(WHAT YOU SHOULD DO)
Revise the lines below, changing every "gripper" to "robotic arm" and leaving the rest untouched.

(SUPPLIED MATERIAL)
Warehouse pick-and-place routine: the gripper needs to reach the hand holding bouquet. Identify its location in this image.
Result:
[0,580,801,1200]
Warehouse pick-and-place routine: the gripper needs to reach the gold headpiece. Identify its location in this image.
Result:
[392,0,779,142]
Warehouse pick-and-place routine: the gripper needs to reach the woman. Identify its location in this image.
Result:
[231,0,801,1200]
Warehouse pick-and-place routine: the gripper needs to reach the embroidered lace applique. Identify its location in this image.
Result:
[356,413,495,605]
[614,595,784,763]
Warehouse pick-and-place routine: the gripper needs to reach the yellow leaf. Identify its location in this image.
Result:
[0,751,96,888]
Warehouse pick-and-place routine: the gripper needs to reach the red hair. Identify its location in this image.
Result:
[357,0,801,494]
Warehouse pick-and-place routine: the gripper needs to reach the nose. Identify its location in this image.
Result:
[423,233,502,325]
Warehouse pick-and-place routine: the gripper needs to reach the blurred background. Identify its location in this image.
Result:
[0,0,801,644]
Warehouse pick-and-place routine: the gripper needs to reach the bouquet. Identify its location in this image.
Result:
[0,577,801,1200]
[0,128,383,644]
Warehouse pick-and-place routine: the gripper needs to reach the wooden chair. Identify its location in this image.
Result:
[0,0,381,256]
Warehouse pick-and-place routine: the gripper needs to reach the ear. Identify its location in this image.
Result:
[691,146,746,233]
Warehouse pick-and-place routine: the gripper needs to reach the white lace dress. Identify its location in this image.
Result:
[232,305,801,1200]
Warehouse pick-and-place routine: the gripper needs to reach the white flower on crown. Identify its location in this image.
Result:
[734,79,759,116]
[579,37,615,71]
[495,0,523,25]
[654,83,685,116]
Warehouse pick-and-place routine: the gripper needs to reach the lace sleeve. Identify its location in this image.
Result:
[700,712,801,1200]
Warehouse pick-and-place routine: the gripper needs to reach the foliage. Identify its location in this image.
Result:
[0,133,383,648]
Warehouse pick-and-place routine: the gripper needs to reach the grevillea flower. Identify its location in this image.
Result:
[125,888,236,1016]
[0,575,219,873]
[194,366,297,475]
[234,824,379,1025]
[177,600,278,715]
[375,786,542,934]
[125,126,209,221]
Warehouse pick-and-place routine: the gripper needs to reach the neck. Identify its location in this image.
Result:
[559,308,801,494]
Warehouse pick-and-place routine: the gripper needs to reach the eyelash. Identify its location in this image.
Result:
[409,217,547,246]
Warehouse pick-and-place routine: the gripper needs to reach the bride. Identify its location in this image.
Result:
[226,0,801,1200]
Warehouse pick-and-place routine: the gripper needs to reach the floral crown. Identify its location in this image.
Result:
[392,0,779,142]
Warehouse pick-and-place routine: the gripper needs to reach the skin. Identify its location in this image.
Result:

(TASK OUTPUT)
Warehouse pick-and-place routine: the robotic arm needs to reach the hand holding bouquet. Identify its location in this image.
Result:
[0,580,801,1200]
Warehouse pick-and-place routine: the robotic arm needs to reach the gold headpiece. Identify its location in this image.
Result:
[392,0,779,142]
Warehouse pick-and-place routine: the robotic arm needs to reach the woman. Identify its location in this image.
Result:
[231,0,801,1200]
Warehouse pick-and-place routine: the robotic arm needs to reach the embroidered lace applique. Identify its location in this image.
Result:
[356,413,495,605]
[614,595,784,763]
Warehouse pick-and-place routine: the robotic arm needs to reach the yellow leaf. Identify its location in this image.
Result:
[0,751,96,888]
Warehouse pick-and-place routine: the robotic arm needs to reach the red hair. Identify its location in this image.
Result:
[357,0,801,494]
Warehouse pick-and-place routine: the robotic arm needs to reach the nose. Identify its location in this image.
Result:
[423,233,502,325]
Warehouse pick-and-place routine: the robotic arm needs to reach the blurred background. Identify its location in this image.
Result:
[0,0,801,644]
Warehouse pick-and-place routine: the robotic arm needs to reach the bouquet. Identify its location in this image.
Result:
[0,577,801,1200]
[0,128,383,644]
Warehouse pick-and-place routine: the robotic arm needs to reach the wooden chair. Identify its location in this image.
Result:
[0,0,381,256]
Warehouse pick-and-place routine: the robotic arm needs to reach the ear. Identify its location in this image.
Result:
[691,146,746,233]
Warehouse pick-and-place routine: the robotic arm needs to reach the white lace dress. Identify its location in this image.
Result:
[232,305,801,1200]
Warehouse pick-and-place routine: the robotic arm needs to reach the white flower on crown. Identify its location in this image.
Result:
[734,79,759,116]
[579,37,615,71]
[495,0,523,25]
[654,83,685,116]
Warehouse pick-and-place routine: the robotic arm needs to reach the lace sleeve. Identify its location in this image.
Result:
[700,712,801,1200]
Warehouse pick-and-place routine: the robotic arm needs to reach the foliage. Identify its location in this image.
Result:
[0,133,383,648]
Warehouse pick-and-place routine: the robotic arm needs to reach the grevillea flower. Identify its location in this image.
Result:
[125,888,236,1016]
[0,575,219,873]
[194,366,297,475]
[234,824,379,1025]
[177,600,278,715]
[375,786,542,934]
[125,126,209,221]
Warehouse pick-and-place routine: the robotic arm needs to reach the neck. Identify its location in this image.
Result:
[559,308,801,494]
Warehouse pick-and-place routine: the robotic arm needs to reach the eyelash. Identify its location in this image.
Result:
[409,217,547,246]
Warehouse pick-and-place routine: the robotic arm needs to reach the bride. Identify its location in this image.
Result:
[226,0,801,1200]
Warehouse pick-and-place routine: the robotic arm needs to reach the floral crown. Identify its location in this image.
Result:
[392,0,779,142]
Warehouse pick-and-place routine: the robotic arm needs to reach the skin. Identify its location in this image.
Result:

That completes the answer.